Thursday 11 April 2013

Investing in Africa: mind the bumps and rewards will come

A general view shows a shipping container area at the port of Halk al-Wad, in Tunis February 19, 2013. REUTERS/Anis Mili
A general view shows a shipping container area at the port of Halk al-Wad, in Tunis
February 19, 2013.
Credit: Reuters/Anis Mili
(Reuters) - If you want to ride Africa's business boom, choose your country well and be ready for bumps on the road. But the momentum is upward and you will be rewarded if you stay the course.
African policy-makers and chief executives of companies operating in Africa are spreading this upbeat message, qualified with some caveats, as interest in what was once dubbed the "hopeless continent" blossoms along with growth rates.

Few doubt that the Africa Rising narrative, which has grabbed the attention even of traditional skeptics, is based on solid fundamentals: growth outpacing most of the world, a rising young population of workers and consumers and global demand for the continent's commodities.

◇ ◇ ◇

Problems to work on >>
A - According to the article on investing in Africa, what was the continent once dubbed?
B - Quote the article on investing in Africa between "Investing in Africa: mind" and "stay the course.", inclusive.
C - Render this sentence from the article on investing in Africa in Spanish: "If you want to ride Africa's business boom, choose your country well and be ready for bumps on the road."

◇ ◇ ◇

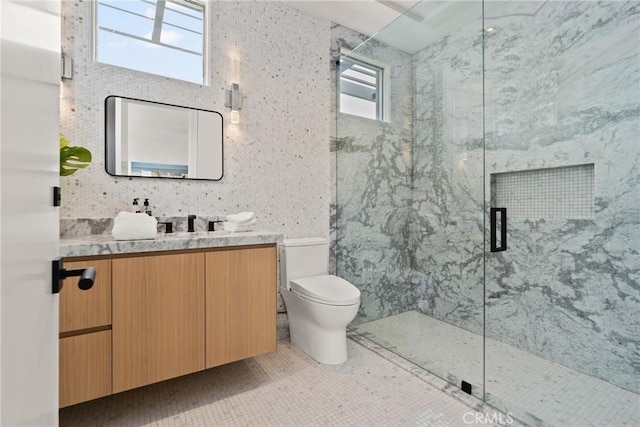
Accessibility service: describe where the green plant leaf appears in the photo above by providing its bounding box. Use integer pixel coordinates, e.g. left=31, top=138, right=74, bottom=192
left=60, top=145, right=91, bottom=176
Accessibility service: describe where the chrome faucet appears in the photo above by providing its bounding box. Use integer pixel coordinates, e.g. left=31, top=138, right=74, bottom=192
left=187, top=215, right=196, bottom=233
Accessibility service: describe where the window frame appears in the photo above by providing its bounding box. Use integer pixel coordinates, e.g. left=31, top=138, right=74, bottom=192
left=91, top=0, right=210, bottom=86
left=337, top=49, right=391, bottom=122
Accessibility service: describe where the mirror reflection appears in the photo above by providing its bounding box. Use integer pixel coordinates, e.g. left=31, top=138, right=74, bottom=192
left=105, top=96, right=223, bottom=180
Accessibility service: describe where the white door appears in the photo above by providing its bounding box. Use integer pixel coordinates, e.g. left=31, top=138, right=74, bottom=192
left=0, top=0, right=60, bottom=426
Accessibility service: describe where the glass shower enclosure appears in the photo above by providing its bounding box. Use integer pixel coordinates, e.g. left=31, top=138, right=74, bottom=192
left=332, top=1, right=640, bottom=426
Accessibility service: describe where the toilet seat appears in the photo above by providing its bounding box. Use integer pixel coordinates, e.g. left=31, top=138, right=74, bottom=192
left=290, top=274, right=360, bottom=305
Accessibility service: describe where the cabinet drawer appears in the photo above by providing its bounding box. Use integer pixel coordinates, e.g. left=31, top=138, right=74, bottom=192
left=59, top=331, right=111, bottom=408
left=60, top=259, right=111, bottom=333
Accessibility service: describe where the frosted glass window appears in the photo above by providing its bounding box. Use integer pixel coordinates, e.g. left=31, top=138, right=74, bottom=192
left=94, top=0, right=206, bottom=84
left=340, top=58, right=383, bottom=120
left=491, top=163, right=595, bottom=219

◇ ◇ ◇

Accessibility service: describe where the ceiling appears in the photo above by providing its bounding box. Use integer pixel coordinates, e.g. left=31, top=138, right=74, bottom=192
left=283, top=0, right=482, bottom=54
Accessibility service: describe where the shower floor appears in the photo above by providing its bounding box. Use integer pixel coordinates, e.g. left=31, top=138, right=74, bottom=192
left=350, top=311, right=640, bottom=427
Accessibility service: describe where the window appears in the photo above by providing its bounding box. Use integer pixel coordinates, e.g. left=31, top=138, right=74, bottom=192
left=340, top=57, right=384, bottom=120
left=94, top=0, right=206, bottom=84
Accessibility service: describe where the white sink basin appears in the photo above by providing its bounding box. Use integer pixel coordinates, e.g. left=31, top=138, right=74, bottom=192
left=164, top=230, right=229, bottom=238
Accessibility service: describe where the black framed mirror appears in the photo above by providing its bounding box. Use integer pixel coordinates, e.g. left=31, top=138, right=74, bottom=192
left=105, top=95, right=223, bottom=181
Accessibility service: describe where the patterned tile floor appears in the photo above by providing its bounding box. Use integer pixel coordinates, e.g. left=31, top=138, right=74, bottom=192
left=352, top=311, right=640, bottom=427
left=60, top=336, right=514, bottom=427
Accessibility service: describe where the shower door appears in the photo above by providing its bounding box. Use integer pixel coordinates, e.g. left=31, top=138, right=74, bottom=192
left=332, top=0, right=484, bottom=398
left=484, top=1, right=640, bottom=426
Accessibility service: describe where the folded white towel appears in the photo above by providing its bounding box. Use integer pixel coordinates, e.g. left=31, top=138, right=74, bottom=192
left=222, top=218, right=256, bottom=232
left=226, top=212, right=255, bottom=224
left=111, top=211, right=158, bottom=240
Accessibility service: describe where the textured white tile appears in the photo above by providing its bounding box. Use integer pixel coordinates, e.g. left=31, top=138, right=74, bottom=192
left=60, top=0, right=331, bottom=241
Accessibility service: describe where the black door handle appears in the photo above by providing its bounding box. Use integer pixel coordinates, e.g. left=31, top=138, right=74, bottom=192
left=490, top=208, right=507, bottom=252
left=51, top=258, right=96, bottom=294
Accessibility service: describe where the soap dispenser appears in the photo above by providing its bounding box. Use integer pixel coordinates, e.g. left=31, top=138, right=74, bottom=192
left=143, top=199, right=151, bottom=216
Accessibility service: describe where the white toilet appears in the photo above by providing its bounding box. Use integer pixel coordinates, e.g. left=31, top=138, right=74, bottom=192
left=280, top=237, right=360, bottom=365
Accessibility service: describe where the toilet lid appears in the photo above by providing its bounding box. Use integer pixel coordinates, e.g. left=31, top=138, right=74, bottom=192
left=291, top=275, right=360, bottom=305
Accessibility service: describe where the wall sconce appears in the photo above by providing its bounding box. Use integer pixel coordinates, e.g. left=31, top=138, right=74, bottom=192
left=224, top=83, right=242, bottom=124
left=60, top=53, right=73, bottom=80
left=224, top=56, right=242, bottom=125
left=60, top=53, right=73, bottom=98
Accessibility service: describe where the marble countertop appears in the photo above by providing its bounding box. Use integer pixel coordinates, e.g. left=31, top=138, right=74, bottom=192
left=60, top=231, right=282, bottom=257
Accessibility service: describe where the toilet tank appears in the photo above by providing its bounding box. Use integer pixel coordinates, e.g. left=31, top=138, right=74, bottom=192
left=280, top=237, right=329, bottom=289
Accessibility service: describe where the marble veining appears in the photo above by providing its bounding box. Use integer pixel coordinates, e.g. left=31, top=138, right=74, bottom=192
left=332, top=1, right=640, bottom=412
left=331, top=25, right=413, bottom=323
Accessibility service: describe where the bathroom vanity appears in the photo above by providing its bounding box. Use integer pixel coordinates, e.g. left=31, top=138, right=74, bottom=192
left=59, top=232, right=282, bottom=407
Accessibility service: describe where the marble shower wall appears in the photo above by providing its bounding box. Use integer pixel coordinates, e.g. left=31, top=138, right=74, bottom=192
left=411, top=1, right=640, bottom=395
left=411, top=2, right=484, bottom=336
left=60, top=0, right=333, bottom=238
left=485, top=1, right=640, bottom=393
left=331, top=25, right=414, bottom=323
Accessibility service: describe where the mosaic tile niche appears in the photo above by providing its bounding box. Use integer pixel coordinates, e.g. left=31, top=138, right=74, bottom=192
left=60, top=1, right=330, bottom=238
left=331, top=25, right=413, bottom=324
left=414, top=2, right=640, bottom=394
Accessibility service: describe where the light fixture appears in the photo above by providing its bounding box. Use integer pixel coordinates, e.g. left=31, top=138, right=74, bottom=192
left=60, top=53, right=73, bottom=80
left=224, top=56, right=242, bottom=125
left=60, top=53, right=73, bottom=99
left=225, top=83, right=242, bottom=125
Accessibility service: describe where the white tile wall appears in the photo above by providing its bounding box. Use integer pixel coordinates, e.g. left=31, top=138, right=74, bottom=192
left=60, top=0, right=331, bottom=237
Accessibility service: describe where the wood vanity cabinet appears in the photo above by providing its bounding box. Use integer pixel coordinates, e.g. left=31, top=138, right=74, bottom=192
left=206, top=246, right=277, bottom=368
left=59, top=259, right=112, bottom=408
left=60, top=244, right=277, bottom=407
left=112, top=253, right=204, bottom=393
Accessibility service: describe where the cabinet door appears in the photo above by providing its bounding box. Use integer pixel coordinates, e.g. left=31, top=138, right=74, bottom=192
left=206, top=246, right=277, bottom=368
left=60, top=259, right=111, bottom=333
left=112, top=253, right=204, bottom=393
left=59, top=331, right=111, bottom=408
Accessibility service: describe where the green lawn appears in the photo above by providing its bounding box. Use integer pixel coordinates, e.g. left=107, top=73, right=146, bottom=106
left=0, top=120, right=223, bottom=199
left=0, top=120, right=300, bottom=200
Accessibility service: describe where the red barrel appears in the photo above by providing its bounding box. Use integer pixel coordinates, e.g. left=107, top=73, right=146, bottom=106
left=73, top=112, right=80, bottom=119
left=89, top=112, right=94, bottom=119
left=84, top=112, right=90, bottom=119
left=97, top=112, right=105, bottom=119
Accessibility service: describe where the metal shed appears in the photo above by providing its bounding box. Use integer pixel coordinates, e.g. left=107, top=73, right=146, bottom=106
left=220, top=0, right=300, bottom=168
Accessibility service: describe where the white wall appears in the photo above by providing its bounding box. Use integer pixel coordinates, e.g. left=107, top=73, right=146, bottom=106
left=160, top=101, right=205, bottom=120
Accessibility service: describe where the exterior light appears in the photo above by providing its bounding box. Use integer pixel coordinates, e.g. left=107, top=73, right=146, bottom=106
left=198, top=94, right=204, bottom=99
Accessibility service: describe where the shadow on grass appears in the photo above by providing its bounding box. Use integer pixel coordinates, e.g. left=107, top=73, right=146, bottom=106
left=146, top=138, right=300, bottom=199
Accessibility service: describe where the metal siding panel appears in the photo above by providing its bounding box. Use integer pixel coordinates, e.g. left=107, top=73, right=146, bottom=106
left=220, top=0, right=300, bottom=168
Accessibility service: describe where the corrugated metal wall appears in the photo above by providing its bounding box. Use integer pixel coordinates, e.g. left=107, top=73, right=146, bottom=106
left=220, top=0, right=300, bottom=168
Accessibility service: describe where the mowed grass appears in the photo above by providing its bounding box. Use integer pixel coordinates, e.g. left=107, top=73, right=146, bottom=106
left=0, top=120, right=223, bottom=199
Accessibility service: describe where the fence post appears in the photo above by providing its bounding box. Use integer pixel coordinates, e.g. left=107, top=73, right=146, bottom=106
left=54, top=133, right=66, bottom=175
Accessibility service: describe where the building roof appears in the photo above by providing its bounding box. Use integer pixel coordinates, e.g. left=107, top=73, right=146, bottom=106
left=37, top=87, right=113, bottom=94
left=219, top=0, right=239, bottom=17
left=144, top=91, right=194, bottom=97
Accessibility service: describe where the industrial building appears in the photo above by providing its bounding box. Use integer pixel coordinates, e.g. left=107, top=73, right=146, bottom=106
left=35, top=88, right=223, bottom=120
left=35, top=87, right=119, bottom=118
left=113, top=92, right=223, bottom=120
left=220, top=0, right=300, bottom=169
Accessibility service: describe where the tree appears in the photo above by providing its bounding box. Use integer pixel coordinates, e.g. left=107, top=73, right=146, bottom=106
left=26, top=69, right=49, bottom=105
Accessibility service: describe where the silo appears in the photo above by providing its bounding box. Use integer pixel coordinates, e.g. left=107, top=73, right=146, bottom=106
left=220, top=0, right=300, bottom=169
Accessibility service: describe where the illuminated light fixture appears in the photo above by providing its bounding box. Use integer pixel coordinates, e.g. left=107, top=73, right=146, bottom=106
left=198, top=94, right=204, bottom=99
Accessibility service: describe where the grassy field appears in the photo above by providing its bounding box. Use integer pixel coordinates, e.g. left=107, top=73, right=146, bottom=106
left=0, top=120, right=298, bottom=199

◇ ◇ ◇

Solutions for each task >>
A - The "hopeless continent."

B -
Investing in Africa: mind the bumps and rewards will come

A general view shows a shipping container area at the port of Halk al-Wad, in Tunis February 19, 2013. REUTERS/Anis Mili
A general view shows a shipping container area at the port of Halk al-Wad, in Tunis
February 19, 2013.
Credit: Reuters/Anis Mili
(Reuters) - If you want to ride Africa's business boom, choose your country well and be ready for bumps on the road. But the momentum is upward and you will be rewarded if you stay the course.

C - Si quiere aprovechar el auge empresarial de África, elija bien su país y esté preparado para los baches en el camino.